### PASSAGE GIVEN
Neither cut lasted long, but it leaves us with many questions. For example, what the heck is going on at Google for two serious outages to occur in as many days?
Yesterday’s Gmail outage caused the service to go down at 4.30pm ET. While not all users were affected, a large number of them encountered error messages, bounced emails, high latency, and other similar issues. While the issue was fixed and normal service resumed at 7pm ET, Google hasn’t told us exactly what the cause was.
Fortunately, Monday’s problem isn’t that mysterious, with Google posting preliminary details of the outage on its blog. Called “Google Cloud Infrastructure Components Incident 20013,” it turns out that the problem was with Google’s automated storage management system. It had a problem that reduced the capacity of Google’s authentication system, which means that Google could not know which users were authenticated and which were not.

### AIM 1
From the passage on the Google outages, list the specific problems that users ran into during the Gmail outage.
### AIM 2
Resume the passage on the Google outages after its final sentence.

### PROVIDED MATERIAL
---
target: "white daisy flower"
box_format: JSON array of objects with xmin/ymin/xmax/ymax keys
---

### FINAL ANSWER 1
Error messages, bounced emails, and high latency.

### FINAL ANSWER 2
So that problem happened to interfere with all the systems that required login data, which is practically all. Particularly affected were Google’s own cloud platform and Google’s workspace. Most people would have been affected by problems with the latter, as Workspace is the service behind Gmail, Calendar, Meet, Drive, etc.
“The main cause was an issue in our automated quota management system that reduced the capacity of Google’s central identity management system, causing it to return errors globally,” Google explained. “As a result, we were unable to verify that user requests were authenticated and it delivered errors to our users.”
Fortunately, knowing the details of Monday’s outage and the fact that it fixed last night’s Gmail problems means that Google can hopefully take action so it doesn’t happen again.